Eu acordei com uma música maravilhosa na minha cabeça. Fui até o piano e comecei a achar as notas. Tudo seguiu uma ordem lógica. Gostei muito da melodia, mas, como havia sonhado com ela, não podia acreditar que tinha escrito aquilo. Foi a coisa mais mágica do mundo.
É dessa maneira que Paul McCartney explica a criação de Yesterday, 45 anos atrás. A canção até hoje figura no livro Guinness dos Recordes como a música que ganhou o maior número de versões cover na história, por volta de 3 mil.
Deixando um pouco de lado a necessária dose de genialidade para a composição de um clássico dessa magnitude, sobram questionamentos sobre se o que aconteceu com o sonho do Beatle foi uma obra do acaso, uma predisposição genética ou uma técnica que pode ser decifrada e difundida. E hoje, como nunca antes, os cientistas se debruçam sobre os meandros do que acontece conosco enquanto dormimos, tentando descobrir seu mistério e, quem sabe, ajudar algum compositor dormi-nhoco a escrever uma nova Yesterday.
É fato que os sonhos sempre intrigaram e foram objeto de estudo, mas o que está acontecendo agora é que eles estão sendo levados mais a sério por neurologistas, psicanalistas e biólogos. Enquanto a biologia procura explicar quais são as estruturas cerebrais envolvidas, a psicanálise se põe a investigar seu conteúdo. Da união dessas duas disciplinas nasceu a neuropsicanálise, uma tentativa de entender os aspectos físicos e psíquicos do sonho.
=-=-=
• [TAREFAS A CUMPRIR]:
(1) Segundo o texto sobre o estudo dos sonhos, por volta de quantas versões cover de Yesterday o livro Guinness dos Recordes registra?
(2) Retome o texto sobre o estudo dos sonhos a partir do ponto em que ele termina.
=-=-=
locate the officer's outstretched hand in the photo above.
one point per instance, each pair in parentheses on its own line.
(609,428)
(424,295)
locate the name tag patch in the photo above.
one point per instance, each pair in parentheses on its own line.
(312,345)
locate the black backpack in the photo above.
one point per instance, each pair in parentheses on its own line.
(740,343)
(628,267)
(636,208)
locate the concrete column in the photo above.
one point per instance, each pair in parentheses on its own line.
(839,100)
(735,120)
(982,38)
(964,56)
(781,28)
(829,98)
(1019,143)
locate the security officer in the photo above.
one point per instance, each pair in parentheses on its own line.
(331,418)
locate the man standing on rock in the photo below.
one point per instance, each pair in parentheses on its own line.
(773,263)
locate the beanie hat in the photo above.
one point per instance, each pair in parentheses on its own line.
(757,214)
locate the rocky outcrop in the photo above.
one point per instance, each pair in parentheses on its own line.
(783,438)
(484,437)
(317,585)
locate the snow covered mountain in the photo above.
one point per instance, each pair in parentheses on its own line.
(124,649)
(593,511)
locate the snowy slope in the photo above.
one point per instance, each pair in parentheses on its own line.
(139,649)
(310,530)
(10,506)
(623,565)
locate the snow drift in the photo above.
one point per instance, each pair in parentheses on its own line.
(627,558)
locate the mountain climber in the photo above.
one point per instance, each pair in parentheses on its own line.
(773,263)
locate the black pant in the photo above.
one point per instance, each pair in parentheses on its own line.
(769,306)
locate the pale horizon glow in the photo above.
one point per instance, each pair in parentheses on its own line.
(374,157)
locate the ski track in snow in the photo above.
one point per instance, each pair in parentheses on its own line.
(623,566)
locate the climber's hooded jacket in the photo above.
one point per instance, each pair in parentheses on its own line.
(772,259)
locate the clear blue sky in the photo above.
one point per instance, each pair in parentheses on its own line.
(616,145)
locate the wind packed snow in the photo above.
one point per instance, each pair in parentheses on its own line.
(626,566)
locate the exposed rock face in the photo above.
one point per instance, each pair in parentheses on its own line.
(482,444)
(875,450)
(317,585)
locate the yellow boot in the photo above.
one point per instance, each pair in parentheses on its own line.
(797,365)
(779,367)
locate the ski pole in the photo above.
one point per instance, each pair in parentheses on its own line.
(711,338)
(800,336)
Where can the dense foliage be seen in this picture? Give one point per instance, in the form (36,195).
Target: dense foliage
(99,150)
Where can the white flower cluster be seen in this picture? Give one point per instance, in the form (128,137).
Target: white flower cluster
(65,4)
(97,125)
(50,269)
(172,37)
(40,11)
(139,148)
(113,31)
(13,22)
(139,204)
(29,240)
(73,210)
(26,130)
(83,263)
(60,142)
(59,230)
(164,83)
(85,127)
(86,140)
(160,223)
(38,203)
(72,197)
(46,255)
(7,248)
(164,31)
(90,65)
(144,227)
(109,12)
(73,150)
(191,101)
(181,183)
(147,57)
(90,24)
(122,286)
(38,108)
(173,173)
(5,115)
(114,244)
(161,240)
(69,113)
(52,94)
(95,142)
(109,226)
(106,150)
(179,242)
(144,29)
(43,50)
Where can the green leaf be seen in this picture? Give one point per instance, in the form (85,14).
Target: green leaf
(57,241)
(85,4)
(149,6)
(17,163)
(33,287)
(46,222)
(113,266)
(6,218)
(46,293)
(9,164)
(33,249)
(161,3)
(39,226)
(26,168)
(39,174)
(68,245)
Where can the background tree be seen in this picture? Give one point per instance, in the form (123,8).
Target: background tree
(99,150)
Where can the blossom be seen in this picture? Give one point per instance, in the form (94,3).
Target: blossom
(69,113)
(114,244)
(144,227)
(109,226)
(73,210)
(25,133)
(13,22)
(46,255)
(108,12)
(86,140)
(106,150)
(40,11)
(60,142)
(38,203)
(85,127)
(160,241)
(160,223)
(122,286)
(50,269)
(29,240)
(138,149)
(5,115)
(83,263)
=-=-=
• [RESPOSTAS ESCRITAS]:
(1) Por volta de 3 mil versões cover.

(2)
Nos últimos 50 anos, apesar de a ciência entender cada vez mais como nosso cérebro funciona quando estamos dormindo, os sonhos foram tratados como um subproduto do sono. Em 1983, o britânico Francis Crick, famoso por descobrir a estrutura do DNA, e seu colega Graeme Mitchison publicaram um trabalho afirmando que os sonhos funcionavam como uma espécie de lixeira virtual, descartando todas as memórias inúteis acumuladas durante o dia. Era o ápice da negação aos estudos do austríaco Sigmund Freud (1856-1939) – pai da psicanálise e autor de livros como A Interpretação dos Sonhos -, que ocorria desde o começo da década de 50.
Os estudos que vêm sendo publicados desde a virada do milênio e os novos livros programados para chegar às prateleiras neste ano reabilitam os pensamentos de Freud. Para ele, as imagens duran-te o sono simulavam nossos desejos e nos protegiam contra a dor e os traumas passados. Essas pesquisas também defendem a utilidade dos sonhos em ajudar a resolver problemas do cotidiano e organizar ideias, como aconteceu com McCartney.